Passage shown.
How many times has this happened? You’ve finally gotten a tee time for that coveted course on your golf bucket list, then because of either ego or peer pressure from within the friendly but unfamiliar guys you’ve been paired with played from a set of tees that at the end of the round left you frustrated and discouraged about the experience?
Or the same thing happens at your home course because your macho gene kicks in or there simply isn’t a more appropriate tee for your game off the tee?
It happens more times than you’d think or care to admit and industry leaders are starting to recognize it.
To that end, there’s a nationwide initiative underway to foster and grow the game, and one Calhoun County course will be right in the middle of it.
The Tee It Forward campaign is the concept of Adams Golf founder Barney Adams designed to encourage golfers to play the course at a length aligned with their average driving distance.

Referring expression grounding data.
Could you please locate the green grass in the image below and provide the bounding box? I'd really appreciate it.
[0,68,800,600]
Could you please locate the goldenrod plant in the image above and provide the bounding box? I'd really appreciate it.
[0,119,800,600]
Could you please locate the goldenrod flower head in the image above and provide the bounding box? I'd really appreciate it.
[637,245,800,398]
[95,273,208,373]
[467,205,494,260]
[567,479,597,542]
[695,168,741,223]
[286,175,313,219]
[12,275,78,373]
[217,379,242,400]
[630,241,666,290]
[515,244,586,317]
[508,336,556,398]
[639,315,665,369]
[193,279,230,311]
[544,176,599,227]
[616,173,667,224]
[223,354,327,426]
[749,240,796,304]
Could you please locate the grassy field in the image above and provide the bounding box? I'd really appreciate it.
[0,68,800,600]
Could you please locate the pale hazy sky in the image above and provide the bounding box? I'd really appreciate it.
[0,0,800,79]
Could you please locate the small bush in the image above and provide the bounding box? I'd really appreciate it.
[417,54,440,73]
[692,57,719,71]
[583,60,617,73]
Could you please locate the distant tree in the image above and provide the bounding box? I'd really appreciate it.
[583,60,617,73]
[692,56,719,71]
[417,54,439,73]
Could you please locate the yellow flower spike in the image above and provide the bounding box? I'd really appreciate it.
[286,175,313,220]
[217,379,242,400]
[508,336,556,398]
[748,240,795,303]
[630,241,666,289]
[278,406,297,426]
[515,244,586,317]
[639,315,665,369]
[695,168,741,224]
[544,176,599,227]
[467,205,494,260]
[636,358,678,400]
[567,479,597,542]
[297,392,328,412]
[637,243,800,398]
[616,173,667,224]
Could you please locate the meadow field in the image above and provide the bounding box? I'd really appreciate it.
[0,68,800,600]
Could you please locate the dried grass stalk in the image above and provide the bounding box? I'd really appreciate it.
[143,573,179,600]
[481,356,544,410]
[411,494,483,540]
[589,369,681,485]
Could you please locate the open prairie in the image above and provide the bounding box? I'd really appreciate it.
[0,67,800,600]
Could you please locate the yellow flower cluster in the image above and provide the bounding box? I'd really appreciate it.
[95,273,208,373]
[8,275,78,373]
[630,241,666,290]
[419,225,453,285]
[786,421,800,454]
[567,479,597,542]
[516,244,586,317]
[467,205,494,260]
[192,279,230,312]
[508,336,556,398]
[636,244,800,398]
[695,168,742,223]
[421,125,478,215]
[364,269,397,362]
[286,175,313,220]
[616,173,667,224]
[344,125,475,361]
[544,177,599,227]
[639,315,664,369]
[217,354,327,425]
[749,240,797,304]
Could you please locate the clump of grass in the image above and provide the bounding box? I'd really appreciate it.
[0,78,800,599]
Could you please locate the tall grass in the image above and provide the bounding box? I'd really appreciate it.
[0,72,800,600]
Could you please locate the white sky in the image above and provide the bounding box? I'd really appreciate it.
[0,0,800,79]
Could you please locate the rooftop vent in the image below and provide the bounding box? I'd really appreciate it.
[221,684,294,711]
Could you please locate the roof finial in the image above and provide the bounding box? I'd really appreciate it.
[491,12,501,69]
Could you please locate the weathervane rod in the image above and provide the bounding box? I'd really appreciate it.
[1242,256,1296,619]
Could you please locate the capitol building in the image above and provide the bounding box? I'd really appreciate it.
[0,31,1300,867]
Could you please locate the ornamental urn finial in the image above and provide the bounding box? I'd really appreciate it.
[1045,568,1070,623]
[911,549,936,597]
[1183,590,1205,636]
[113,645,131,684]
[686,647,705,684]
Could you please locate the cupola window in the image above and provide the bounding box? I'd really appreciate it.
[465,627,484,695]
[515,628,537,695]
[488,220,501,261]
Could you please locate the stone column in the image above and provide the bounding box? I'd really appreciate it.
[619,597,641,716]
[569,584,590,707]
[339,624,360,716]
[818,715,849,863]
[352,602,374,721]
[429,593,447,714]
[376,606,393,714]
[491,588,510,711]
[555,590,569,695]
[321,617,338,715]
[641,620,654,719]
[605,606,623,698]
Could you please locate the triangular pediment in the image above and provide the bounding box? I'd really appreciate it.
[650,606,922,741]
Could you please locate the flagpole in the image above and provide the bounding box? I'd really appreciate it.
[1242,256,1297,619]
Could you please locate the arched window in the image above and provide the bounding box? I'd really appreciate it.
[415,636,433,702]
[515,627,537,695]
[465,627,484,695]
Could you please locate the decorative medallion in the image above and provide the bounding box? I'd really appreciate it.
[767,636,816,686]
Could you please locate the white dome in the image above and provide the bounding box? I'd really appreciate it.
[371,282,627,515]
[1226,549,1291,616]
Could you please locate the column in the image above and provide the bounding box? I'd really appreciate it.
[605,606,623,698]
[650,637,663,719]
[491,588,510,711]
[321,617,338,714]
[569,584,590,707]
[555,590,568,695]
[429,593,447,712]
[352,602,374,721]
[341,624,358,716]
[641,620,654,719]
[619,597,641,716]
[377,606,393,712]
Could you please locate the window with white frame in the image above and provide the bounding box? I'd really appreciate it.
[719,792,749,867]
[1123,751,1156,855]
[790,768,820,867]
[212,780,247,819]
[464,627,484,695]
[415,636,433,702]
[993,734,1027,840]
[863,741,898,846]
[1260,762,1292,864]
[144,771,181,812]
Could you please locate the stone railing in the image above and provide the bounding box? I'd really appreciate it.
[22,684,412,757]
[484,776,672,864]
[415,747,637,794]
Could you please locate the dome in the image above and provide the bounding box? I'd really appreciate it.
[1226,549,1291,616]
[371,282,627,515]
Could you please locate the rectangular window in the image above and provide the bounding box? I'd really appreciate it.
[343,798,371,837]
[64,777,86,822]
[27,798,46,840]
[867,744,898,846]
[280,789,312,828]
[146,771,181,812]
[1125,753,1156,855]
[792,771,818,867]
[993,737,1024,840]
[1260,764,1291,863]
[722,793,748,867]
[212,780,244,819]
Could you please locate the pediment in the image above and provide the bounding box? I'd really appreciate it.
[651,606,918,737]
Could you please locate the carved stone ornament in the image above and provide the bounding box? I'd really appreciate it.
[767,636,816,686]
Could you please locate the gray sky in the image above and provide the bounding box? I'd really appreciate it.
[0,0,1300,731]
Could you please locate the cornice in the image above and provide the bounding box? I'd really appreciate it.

Activities.
[A] Answer these questions from the passage on the Tee It Forward campaign.
(i) Whose concept is the Tee It Forward campaign?
(ii) In which county is the course that will be in the middle of the nationwide initiative?
(iii) What does the campaign encourage golfers to do?
[B] Reproduce the part of the passage on the Tee It Forward campaign starting with "How many times" and going on through "middle of it.".
[C] Proceed with the passage on the Tee It Forward campaign, picking up after its final sentence.

Exercise results.
[A]
(i) Barney Adams, the founder of Adams Golf
(ii) Calhoun County
(iii) Play the course at a length aligned with their average driving distance

[B]
How many times has this happened? You’ve finally gotten a tee time for that coveted course on your golf bucket list, then because of either ego or peer pressure from within the friendly but unfamiliar guys you’ve been paired with played from a set of tees that at the end of the round left you frustrated and discouraged about the experience?
Or the same thing happens at your home course because your macho gene kicks in or there simply isn’t a more appropriate tee for your game off the tee?
It happens more times than you’d think or care to admit and industry leaders are starting to recognize it.
To that end, there’s a nationwide initiative underway to foster and grow the game, and one Calhoun County course will be right in the middle of it.

[C]
Organizers are encouraging golf course operators across the country to participate in the initiative July 5-17, but the 13 Honours Golf properties in the Southeast including Oxford’s Cider Ridge Golf Club and FarmLinks in Talladega County will be the only ones gathering statistical data for the National Golf Foundation and other industry entities to guage public response.
“We’ve got to do something to get people back into the game,” Honours Golf CEO Bob Barrett said. “We’ve all been our own worst enemy in hurting the game of golf … from the golf course architect and how they’re designing golf courses with deep bunkers, elevated greens , to us as operators and golf course superintendents going from the old-day three sets of tees to five, so we’ve confused it in just the way we set the courses up.
“Golf courses weren’t nearly as severe as they are today. All of the studies they’ve been doing of late show we’ve got to get people to enjoy golf more and the way they do is getting on greens in regulation, making birdies, occasionally getting on a par-5 in 2. This program’s mission is all about getting golfers to play better, have more fun and play the golf course at a length it’s designed to play for that player. The challenge is getting people to do it.”
During the testing period, the participating courses will be set up at 6,100 and 4,600 yards. That setup will not be in effect at Cider Ridge during the Sunny King Charity Classic or Lagoon Park during the Montgomery City Championship.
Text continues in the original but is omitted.